Joaquín ABAD | Miércoles 20 de abril de 2016
En los comienzos del siglo me tocó visitar el 701 Brickell Avenue, un suntuoso edificio en el corazón de Miami donde se ubicaban la mayoría de entidades bancarias que operaban con licencia bancaria del estado de La Florida. Los abogados que gestionaban una de las mercantiles de la que era CEO, ya saben, jefe de cocina, me indicaron que abriera cuenta en el Banco de Sabadell, que tenía licencia como banco estadounidense y eran gestores muy eficaces.
En una de las visitas a dicha entidad que se ubicaba en el edificio, decidí conocer a los responsables de Caja Madrid en Miami. Mi sorpresa fue mayúscula al encontrarme con unos empleados que parecían no tenían nada que hacer y que me informaron que sólo estaban para ayudar a algún recomendado que necesitara llevar dinero a Panamá o cualquier paraíso fiscal.

- Entradas del conjunto:
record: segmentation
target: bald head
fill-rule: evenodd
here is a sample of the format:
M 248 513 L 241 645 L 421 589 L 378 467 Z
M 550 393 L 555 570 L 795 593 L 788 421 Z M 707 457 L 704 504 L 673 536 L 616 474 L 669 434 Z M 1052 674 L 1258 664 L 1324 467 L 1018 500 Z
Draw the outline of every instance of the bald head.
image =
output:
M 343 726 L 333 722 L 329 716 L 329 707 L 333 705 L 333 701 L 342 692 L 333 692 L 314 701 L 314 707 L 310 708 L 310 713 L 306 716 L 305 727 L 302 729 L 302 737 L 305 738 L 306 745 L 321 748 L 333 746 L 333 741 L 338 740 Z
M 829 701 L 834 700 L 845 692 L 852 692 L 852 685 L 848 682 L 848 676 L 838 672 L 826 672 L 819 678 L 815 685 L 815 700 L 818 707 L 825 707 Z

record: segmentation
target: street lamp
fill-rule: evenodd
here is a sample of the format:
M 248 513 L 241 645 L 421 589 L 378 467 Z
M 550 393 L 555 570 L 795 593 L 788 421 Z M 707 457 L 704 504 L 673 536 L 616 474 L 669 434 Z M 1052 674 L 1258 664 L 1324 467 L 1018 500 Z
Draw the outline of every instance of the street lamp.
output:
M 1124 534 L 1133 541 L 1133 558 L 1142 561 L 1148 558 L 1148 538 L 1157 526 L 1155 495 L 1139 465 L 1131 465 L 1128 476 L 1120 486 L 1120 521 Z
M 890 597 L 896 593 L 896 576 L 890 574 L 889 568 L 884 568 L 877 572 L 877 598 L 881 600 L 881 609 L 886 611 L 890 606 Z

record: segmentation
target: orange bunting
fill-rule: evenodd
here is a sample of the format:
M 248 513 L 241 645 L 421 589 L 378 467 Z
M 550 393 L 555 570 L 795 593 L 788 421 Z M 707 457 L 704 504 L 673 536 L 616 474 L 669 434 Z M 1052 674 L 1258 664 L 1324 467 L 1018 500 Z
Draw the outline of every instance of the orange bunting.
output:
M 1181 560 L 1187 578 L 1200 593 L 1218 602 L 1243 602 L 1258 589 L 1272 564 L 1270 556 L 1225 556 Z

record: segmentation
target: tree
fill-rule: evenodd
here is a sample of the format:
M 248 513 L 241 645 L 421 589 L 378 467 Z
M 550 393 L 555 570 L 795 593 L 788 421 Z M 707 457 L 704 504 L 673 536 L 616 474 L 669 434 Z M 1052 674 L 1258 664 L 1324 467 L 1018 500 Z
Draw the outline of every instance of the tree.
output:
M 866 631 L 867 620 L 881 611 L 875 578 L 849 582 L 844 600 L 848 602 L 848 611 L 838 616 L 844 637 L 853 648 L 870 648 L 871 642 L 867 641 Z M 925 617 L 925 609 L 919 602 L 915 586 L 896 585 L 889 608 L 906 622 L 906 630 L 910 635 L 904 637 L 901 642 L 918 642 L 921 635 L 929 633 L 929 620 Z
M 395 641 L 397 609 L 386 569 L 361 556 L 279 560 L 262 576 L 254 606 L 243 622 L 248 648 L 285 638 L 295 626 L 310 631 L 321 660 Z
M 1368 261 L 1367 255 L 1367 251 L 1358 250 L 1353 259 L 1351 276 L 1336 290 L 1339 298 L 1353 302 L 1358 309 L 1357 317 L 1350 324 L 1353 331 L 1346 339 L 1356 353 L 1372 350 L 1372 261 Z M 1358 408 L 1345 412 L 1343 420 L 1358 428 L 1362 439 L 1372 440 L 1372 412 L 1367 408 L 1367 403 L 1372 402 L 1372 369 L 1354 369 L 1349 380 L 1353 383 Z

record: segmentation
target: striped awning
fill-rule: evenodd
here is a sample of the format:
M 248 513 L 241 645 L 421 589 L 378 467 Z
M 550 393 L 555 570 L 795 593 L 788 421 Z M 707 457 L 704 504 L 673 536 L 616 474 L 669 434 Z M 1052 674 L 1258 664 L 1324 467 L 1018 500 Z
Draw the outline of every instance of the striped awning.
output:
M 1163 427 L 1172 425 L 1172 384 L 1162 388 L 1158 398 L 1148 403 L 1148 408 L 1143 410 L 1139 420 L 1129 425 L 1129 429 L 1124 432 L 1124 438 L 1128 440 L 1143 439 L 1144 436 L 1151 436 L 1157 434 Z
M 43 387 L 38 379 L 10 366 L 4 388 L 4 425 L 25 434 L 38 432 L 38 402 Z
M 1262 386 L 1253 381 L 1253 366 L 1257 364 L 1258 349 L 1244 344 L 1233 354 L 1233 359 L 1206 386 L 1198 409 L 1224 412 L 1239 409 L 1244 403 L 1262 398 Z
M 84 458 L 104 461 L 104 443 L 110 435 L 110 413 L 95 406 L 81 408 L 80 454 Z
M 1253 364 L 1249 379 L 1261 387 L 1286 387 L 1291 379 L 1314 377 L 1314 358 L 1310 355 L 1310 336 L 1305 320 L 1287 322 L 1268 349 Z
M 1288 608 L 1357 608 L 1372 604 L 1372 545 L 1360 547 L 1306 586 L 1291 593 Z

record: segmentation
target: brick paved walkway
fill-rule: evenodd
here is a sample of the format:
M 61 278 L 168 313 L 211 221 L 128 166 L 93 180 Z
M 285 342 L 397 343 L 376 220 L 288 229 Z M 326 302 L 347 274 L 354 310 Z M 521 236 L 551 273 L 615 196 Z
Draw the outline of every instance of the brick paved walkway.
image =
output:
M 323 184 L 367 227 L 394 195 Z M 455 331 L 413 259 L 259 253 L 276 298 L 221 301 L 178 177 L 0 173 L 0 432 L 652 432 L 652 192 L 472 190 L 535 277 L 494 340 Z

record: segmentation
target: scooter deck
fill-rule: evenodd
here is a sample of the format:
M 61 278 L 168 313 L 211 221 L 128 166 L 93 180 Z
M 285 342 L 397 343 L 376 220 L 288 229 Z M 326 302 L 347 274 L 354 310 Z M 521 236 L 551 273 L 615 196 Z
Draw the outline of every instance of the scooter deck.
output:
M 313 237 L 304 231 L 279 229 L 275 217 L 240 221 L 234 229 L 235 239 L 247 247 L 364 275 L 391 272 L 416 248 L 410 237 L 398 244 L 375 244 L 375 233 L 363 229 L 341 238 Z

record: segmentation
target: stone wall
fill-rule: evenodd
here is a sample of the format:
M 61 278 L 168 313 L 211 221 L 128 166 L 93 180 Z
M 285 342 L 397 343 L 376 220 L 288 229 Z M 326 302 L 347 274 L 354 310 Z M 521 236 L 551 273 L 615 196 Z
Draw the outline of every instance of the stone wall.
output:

- Tarea planteada 1:
Traduce al inglés esta oración del texto sobre la visita al 701 Brickell Avenue: "En una de las visitas a dicha entidad que se ubicaba en el edificio, decidí conocer a los responsables de Caja Madrid en Miami."
- Tarea planteada 2:
¿En cuántas líneas del listado de arriba aparece la cadena "bald"? Responde solo con el número.

- Solución del problema 1:
On one of my visits to that institution, which was located in the building, I decided to meet the people in charge of Caja Madrid in Miami.

- Solución del problema 2:
2